La lecture et moi, un amour

À 4 ans déjà, j’étais très espiègle, casse-pieds, une vraie peste…comme un ouragan, je ravageais tout sur mon passage. Semble-t-il, du moins. Les livres de mes frères et les postes-récepteurs de maman en payaient le prix fort. Je chiffonnais souvent les livres, détruisais les radios et personne ne me sanctionnait parce que papa prenait toujours ma défense. Bien entendu, cela poussait davantage mes ailes, mais ça n’a point duré longtemps. Je me souviens qu’un soir après le dîner, alors qu’ils (frères) révisaient leurs leçons, profitant d’un moment d’inattention de mes parents, je me suis faufilée jusqu’à la table pour prendre le livre de mon frère et le déchirai avec entrain. Mon frère furieux se plaignit et papa avec un calme légendaire promit de régler mon cas. C’est ainsi, un soir en rentrant du boulot, il m’acheta le syllabaire à la place de mes bonbons. Comme à l’accoutumée, je reconnaissais de loin le bruit de sa voiture et m’empressais toujours d’aller l’accueillir (oui oui l’appât du gain😃). Ce soir-là, grande fut ma déception de voir qu’en lieu et place de mes bonbons, il me tendait un livre en disant ceci : « Nénen Sow, regarde je t’ai acheté un ami et lui il va t’apprendre beaucoup de choses. Dorénavant, comme tes frères, chaque soir tu vas les rejoindre à table pour lire. » Moi comme une possédée, je me roulais sur terre, pleurais pour réclamer mes bonbons, je ne voulais pas de cet « ami » qui allait m’empêcher de courir partout et de me poser parfois devant la télé avec mes parents. Papa entra dans une colère noire que je ne lui connaissais pas jusque-là et m’intima l’ordre de prendre le livre. Ce que je fis sans me faire prier et courus par la suite me cacher derrière maman. C’était pour moi l’une des pires sanctions qu’on m’ait infligé. Je le voyais chaque soir avec mes frères et je n’étais pas prête à vivre cela…Je voulais continuer à être cet enfant insouciant qui donne du fil à retordre à toute la maisonnée. Mais hélas, c’était sans compter avec la détermination de mes parents à m’apprendre à lire, alors que je n’avais que 4 ans.

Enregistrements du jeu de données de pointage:

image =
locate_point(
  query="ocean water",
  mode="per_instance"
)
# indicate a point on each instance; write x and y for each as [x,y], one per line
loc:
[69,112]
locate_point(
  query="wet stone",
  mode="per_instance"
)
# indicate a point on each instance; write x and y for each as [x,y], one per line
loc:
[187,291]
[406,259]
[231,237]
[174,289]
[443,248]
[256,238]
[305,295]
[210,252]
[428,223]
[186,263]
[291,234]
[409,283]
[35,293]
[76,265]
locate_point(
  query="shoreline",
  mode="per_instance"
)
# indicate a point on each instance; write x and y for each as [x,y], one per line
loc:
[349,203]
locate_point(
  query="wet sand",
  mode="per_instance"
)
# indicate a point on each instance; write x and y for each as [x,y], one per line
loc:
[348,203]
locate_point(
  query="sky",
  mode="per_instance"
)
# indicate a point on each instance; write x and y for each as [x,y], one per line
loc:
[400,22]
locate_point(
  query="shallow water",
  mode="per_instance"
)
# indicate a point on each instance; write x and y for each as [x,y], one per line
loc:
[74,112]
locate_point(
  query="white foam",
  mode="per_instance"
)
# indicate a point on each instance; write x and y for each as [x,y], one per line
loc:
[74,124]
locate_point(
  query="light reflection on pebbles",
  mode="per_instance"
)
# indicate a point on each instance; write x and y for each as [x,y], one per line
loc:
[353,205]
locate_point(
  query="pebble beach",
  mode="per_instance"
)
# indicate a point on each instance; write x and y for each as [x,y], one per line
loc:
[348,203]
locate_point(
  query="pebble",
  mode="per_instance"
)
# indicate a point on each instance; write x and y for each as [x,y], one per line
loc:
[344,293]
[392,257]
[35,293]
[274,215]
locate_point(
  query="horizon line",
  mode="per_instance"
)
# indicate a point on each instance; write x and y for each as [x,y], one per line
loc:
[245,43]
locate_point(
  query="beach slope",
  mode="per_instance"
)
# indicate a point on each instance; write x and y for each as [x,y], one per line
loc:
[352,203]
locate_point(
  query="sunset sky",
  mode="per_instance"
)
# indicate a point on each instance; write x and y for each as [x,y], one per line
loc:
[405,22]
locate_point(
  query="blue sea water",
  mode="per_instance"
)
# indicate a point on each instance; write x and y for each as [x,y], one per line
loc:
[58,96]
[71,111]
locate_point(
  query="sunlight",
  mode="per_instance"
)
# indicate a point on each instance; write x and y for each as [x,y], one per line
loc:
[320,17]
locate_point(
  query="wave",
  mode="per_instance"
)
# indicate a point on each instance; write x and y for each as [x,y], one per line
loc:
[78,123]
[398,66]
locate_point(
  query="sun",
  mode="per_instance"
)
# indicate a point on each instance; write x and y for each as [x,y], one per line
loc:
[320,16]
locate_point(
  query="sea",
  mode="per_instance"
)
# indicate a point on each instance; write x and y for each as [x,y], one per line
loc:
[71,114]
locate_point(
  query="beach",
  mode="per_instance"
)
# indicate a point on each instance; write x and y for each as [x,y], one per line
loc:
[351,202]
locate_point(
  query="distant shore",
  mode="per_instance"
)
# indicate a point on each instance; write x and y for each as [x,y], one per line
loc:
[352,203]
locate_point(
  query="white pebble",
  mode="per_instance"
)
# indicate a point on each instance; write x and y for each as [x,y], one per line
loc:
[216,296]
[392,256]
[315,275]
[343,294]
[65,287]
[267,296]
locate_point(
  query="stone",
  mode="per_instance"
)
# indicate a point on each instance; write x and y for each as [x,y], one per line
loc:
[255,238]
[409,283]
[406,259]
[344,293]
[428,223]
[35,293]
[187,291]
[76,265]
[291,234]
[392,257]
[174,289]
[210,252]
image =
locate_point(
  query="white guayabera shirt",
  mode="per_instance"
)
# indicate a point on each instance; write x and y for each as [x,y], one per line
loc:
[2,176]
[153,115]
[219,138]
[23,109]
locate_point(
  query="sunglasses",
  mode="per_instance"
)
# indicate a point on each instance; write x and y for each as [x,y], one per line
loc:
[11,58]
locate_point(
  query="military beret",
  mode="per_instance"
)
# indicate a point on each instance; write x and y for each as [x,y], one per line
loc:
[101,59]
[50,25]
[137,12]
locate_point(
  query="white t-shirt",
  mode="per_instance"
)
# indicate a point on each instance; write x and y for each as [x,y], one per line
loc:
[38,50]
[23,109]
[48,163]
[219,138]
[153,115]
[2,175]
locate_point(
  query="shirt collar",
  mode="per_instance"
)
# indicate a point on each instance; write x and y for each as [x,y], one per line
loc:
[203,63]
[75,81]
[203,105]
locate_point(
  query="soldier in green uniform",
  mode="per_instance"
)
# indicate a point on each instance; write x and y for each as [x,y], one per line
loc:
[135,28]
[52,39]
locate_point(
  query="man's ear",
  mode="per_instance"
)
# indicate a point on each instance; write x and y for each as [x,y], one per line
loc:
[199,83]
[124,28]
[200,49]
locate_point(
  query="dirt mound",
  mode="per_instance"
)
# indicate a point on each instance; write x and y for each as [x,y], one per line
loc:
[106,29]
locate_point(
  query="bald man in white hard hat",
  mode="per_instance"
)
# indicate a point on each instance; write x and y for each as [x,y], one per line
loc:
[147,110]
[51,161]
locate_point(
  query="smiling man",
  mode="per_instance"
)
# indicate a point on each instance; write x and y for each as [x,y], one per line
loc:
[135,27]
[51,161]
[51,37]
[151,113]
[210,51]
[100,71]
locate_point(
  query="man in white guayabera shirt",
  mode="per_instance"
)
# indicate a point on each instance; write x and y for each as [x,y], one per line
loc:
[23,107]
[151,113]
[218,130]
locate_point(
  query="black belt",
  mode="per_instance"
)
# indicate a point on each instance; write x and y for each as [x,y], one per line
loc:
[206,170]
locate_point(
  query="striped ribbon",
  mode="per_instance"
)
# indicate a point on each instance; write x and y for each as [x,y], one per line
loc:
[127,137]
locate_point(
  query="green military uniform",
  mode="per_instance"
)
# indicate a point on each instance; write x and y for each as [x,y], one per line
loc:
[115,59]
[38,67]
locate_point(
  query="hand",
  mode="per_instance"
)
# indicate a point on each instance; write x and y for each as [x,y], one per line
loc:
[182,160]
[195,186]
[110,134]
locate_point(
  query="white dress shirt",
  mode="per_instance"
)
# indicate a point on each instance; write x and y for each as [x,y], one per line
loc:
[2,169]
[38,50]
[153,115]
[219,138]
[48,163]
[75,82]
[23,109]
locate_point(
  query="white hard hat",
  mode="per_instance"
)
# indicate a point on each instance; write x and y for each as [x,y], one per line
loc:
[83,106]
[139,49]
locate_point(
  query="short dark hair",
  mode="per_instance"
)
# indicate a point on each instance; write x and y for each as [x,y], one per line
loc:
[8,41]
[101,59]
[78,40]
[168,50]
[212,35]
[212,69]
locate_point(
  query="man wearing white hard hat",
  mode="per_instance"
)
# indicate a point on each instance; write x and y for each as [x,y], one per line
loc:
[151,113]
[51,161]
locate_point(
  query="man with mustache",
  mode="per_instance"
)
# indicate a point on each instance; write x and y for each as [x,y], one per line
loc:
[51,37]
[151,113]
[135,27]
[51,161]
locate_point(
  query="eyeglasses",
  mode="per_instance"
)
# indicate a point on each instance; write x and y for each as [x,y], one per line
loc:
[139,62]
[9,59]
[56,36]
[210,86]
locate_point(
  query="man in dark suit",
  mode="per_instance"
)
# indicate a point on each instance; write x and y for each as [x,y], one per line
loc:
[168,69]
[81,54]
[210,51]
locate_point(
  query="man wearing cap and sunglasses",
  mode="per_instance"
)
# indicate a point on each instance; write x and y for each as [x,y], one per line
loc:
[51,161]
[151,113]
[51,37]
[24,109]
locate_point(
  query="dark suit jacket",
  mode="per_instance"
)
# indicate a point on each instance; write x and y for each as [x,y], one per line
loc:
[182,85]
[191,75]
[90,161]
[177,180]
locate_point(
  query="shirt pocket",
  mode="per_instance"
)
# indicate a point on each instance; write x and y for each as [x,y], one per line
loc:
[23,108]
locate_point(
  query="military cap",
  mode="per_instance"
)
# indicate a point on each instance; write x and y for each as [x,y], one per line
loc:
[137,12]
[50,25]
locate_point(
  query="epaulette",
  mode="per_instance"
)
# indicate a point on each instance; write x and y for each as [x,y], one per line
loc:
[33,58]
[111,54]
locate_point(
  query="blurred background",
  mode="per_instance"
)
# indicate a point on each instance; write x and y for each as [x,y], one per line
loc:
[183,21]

Objectif
Pour chaque affirmation, indiquez par oui ou par non si elle concorde avec le récit sur la lecture, et citez mot pour mot les termes du texte qui tranchent. (a) Le père rapporta un syllabaire au lieu des bonbons. (b) C’était la mère qui prenait toujours la défense de l’enfant. (c) Une fois le livre pris, l’enfant alla se cacher derrière son père. La liste n’est d’aucune utilité ici.

Solution du problème
(a) Oui : « il m’acheta le syllabaire à la place de mes bonbons ».
(b) Non : « personne ne me sanctionnait parce que papa prenait toujours ma défense ».
(c) Non : « courus par la suite me cacher derrière maman ».